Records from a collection
***

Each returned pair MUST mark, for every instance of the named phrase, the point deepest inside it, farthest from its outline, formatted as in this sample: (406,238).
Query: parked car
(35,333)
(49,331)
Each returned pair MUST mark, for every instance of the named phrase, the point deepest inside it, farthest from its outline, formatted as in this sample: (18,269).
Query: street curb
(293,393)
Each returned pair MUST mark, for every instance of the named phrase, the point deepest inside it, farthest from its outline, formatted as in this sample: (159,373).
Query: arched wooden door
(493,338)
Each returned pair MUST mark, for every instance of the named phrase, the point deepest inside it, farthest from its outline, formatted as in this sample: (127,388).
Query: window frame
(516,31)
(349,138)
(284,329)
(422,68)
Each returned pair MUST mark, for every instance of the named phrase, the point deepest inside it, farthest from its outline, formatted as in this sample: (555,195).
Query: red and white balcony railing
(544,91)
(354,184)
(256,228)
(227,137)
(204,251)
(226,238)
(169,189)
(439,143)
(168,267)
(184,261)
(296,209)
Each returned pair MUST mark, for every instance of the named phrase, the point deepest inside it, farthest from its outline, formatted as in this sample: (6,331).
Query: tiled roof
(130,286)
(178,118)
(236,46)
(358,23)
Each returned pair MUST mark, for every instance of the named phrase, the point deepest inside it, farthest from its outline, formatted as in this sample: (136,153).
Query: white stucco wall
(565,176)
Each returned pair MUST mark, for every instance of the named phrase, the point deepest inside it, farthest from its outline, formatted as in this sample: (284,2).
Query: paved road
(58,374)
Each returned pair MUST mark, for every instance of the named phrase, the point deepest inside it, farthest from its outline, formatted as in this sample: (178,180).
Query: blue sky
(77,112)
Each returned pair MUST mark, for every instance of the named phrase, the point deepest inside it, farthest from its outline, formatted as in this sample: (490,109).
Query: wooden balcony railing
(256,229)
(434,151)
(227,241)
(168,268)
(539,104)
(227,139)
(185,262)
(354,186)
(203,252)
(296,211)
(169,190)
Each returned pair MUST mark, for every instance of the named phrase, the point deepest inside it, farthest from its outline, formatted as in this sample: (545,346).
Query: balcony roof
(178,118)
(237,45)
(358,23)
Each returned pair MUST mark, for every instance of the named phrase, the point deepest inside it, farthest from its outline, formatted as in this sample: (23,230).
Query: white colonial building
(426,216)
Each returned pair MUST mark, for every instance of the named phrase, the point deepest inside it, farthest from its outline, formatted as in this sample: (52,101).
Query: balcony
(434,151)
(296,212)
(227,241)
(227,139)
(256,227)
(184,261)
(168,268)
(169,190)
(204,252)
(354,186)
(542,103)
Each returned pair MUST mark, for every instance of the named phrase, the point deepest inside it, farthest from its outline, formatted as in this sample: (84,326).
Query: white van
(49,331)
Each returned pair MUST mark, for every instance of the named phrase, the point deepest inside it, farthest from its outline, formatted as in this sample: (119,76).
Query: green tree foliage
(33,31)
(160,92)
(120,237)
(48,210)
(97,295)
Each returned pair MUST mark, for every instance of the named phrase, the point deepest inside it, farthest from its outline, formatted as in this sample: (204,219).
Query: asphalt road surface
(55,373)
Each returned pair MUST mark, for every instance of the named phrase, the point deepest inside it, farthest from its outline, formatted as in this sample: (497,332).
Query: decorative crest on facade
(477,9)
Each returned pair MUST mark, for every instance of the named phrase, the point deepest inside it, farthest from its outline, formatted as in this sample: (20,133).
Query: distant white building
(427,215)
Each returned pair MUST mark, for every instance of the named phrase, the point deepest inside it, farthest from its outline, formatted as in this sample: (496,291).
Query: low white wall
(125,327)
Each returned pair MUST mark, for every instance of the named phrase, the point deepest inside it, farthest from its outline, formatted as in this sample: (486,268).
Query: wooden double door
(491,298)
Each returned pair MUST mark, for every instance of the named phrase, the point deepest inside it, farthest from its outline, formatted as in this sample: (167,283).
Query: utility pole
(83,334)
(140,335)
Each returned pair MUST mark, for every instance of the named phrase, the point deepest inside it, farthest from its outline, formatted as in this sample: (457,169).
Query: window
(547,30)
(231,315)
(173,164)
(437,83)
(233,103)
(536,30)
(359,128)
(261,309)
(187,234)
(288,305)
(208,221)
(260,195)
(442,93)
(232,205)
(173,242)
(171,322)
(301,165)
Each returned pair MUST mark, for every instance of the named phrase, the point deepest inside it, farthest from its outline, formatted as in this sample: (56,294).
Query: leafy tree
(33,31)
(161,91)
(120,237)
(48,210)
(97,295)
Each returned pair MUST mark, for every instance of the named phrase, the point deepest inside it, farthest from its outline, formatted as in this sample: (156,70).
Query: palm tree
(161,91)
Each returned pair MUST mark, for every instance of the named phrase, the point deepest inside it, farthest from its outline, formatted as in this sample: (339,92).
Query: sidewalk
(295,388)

***

◆ The exercise
Write out every entry again, keeping each line exactly the same.

◆ Worked answer
Each returned pair MUST mark, for every instance of the named phrase, the point deepest inside it, farthest from its outline, formatted as in this sample: (406,238).
Query: parked car
(35,333)
(49,331)
Each returned pair MUST mark, for every instance of the named phrase, the point deepest inside it, farthest from its outline, formatted as in this sample: (18,269).
Query: street curb
(293,393)
Each returned pair MUST mark, for every instance of the named phrase, the point deepest inside it, farthest from its outline, formatted as in this sample: (159,373).
Query: arched wooden door
(493,338)
Each returned pair MUST mark, for every instance of the named phrase, the point deepest inside it, farthest from its outline, formatted as in this sample: (127,388).
Query: window frame
(516,31)
(349,138)
(284,329)
(422,68)
Each returned pair MUST mark, for every instance of the named phrase, the point deepest inside it, farthest from its outline, formatted as in this sample: (555,195).
Query: red and white balcony railing
(544,91)
(354,184)
(256,228)
(227,137)
(204,251)
(226,238)
(169,189)
(439,143)
(168,267)
(184,261)
(296,209)
Each returned pair MUST mark, for every instance of the named phrase, the point deepest inside it, farthest from its outline, formatted as in this sample: (6,331).
Query: tiled roof
(130,286)
(178,118)
(236,46)
(358,23)
Each returned pair MUST mark, for every instance of the named phrase, the point deepest inside it, farthest from its outline, formatted as in this sample: (136,153).
Query: white stucco wall
(565,176)
Each returned pair MUST mark, for every instance of the named phrase, the point deepest inside it, farthest from its outline, formatted as in this sample: (284,2).
Query: paved road
(58,374)
Each returned pair MUST mark, for every instance of the named phrase, the point deepest inside it, farthest from its outline, formatted as in this sample: (178,180).
Query: blue sky
(77,112)
Each returned pair MUST mark, for every instance of the named phrase, the point deepest inside it, farthest from its outline, formatted as in this sample: (490,109).
Query: wooden balcony railing
(256,229)
(434,151)
(227,241)
(168,268)
(539,104)
(227,139)
(185,262)
(354,186)
(203,252)
(296,211)
(169,190)
Each returned pair MUST mark, for every instance of the named phrase, the point deepest inside it, farthest from its outline, formatted as in this sample: (545,346).
Query: balcony roof
(178,118)
(237,45)
(358,23)
Each returned pair MUST mark, for every instance of the named phrase, the point deepest inside it, farthest from its outline, formatted as in this sample: (23,230).
Query: white colonial building
(426,216)
Each returned pair MUST mark, for every instance of the named phrase, the point deepest inside it, farthest from its outline, formatted as in this sample: (52,101).
Query: balcony
(434,151)
(296,212)
(227,241)
(227,139)
(256,227)
(184,261)
(168,268)
(169,190)
(204,252)
(354,186)
(542,103)
Each returned pair MUST mark, for every instance of the named phrase, the point deepest inside it, farthest from its outline, formatted as in this sample: (84,326).
Query: white van
(49,331)
Each returned pair MUST mark, for every instance of the named phrase, the point deepest inside it, farthest from its outline, formatted as in this sample: (119,76).
Query: green tree foliage
(33,31)
(160,92)
(120,237)
(48,210)
(97,295)
Each returned pair MUST mark, for every instance of the named phrase, the point deepest inside it, farthest from its outline, formatted as in this sample: (204,219).
Query: asphalt road surface
(55,373)
Each returned pair MUST mark, for every instance of the named phrase, the point deepest inside it, farthest from its outline, formatted as in this sample: (497,332).
Query: decorative crest on facade
(477,9)
Each returned pair MUST mark, for every instance of the named phrase, the point deepest inside it, farthest from its outline, formatted as in this sample: (20,133).
Query: distant white building
(427,215)
Each returned pair MUST mark, for every instance of the named phrase, the point deepest inside it, farthest from its outline, formatted as in this sample: (496,291).
Query: low white wall
(125,327)
Each returned pair MUST mark, for every instance of the named phrase, the point deepest inside it, farthest from its outline, formatted as in this sample: (486,268).
Query: wooden double door
(491,298)
Each returned pair MUST mark, for every instance of the named phrase, the point deepest inside it, farthest from its outline, formatted as in this sample: (167,283).
Query: utility pole
(83,334)
(140,335)
Each returned pair MUST mark, for every instance of the named phrase, the point deepest inside it, farthest from its outline, formatted as in this sample: (457,169).
Query: window
(547,30)
(231,315)
(173,164)
(437,83)
(233,103)
(536,30)
(359,128)
(261,309)
(187,234)
(288,305)
(208,221)
(260,195)
(442,93)
(232,205)
(173,242)
(171,322)
(301,165)
Each returned pair MUST mark, for every instance of the named phrase, the point deepest inside it, farthest from its outline, formatted as in this sample: (56,294).
Query: leafy tree
(33,31)
(161,91)
(120,237)
(48,210)
(97,295)
Each returned pair MUST mark, for every instance of the named phrase, the point deepest inside it, farthest from its outline, formatted as in this sample: (156,70).
Query: palm tree
(161,91)
Each returned pair MUST mark, for every instance of the named phrase, the point deepest inside it, farthest from its outline, formatted as in this sample: (339,92).
Query: sidewalk
(295,388)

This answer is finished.